出題 1: 記録の中から文字列「rocky」を含む行をすべて選び出し、その行を書き写してください。大文字と小文字は区別する。

2021年06月11日

はじめて読む科学者伝記 牧野富太郎 日本植物学の父

はじめて読む科学者伝記 牧野富太郎 日本植物学の父 文・清水洋美 絵・里見和彦 汐文社(ちょうぶんしゃ)

 以前テレビ番組「出没!アド街ック天国」『大泉学園』でこの方のことが紹介されていました。出演者の方が熱っぽく、牧野富太郎さんの偉大さについて語っておられたことが印象的でした。

 本のカバーには、優しそうな笑顔のおじいさんが描かれています。こんなふうになって老後を送りたい。

 41ページまで読んだところです。読みながら感想をつぎたしていきます。
 かなり大量な量の情報が、本に落とし込んであります。中身の濃さが伝わってきます。
 いわゆる「オタク(ひとつのことに集中する)」の人の伝記という位置づけで読んでいる気分です。動物が好きという人はよく聞きますが、植物がものすごく好きという人は、自分の人生では一人しか知りません。製薬会社で働いていたことがある人でした。植物と薬は関係があるのでしょう。

 さて、本のカバーをめくると、ご本人の白黒写真が出てきました。昆虫採集のようなかっこうをされていますが、昆虫採集ではなくて、植物採集のお姿です。肩から採集した植物を入れる鞄のような箱をぶらさげておられます。

 絵を描く才能あり。小学校を二年で中退したけれど、東京大学に出入りしていた。いったいどういう人だろう。

使用可能な記録:

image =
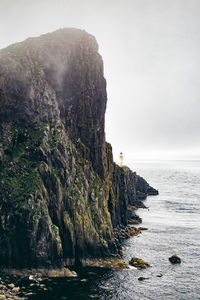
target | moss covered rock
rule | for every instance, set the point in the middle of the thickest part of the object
(138, 263)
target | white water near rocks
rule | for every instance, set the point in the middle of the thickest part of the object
(173, 222)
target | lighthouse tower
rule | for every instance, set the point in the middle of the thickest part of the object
(121, 159)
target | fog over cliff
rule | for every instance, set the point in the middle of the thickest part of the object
(151, 59)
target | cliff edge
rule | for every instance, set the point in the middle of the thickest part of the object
(61, 194)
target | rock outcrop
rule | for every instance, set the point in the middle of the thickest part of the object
(61, 194)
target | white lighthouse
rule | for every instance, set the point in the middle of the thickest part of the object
(121, 159)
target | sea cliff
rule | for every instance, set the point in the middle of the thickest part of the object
(61, 194)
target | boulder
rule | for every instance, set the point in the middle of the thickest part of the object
(174, 259)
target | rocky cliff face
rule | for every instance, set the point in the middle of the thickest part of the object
(60, 192)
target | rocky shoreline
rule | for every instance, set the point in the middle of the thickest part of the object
(62, 197)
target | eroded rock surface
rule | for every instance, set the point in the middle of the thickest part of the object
(61, 194)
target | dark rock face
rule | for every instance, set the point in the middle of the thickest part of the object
(60, 192)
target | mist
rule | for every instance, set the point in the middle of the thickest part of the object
(150, 50)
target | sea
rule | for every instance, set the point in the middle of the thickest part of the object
(173, 222)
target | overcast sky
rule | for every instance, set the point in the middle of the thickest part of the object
(151, 53)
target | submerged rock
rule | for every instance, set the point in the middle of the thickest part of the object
(61, 193)
(107, 263)
(174, 259)
(138, 263)
(142, 278)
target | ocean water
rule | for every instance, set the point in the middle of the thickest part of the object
(173, 222)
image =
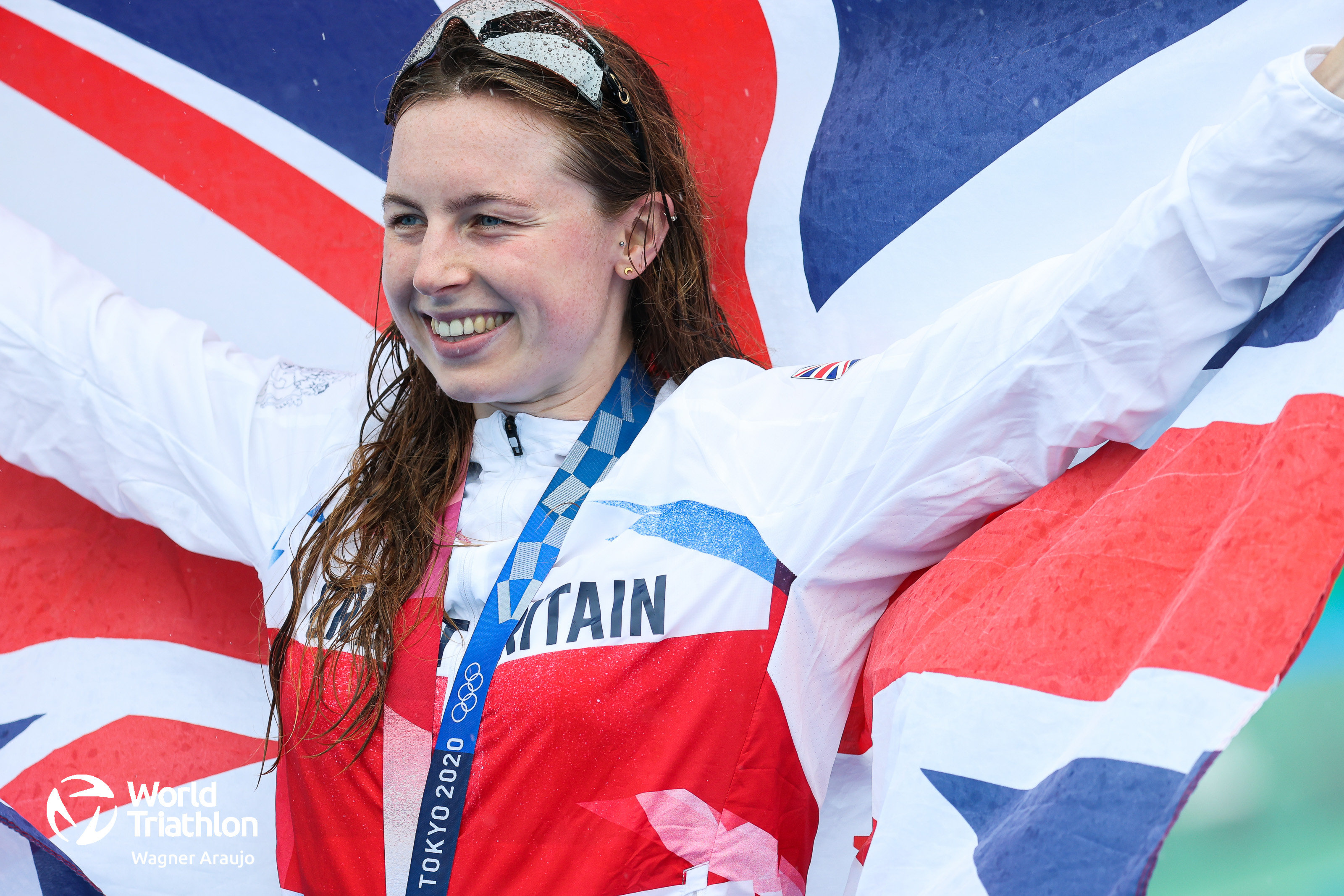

出題 2:
上の抜粋について、次の問いに答えよ。
(a) 紹介されている本の絵を担当したのはだれか。
(b) 感想を書き始めた時点で、本を何ページまで読んでいたか。
(c) 牧野富太郎は小学校を何年で中退したか。

正解 1:
target | rocky cliff face
target | rocky shoreline

正解 2:
(a) 里見和彦
(b) 41ページ
(c) 二年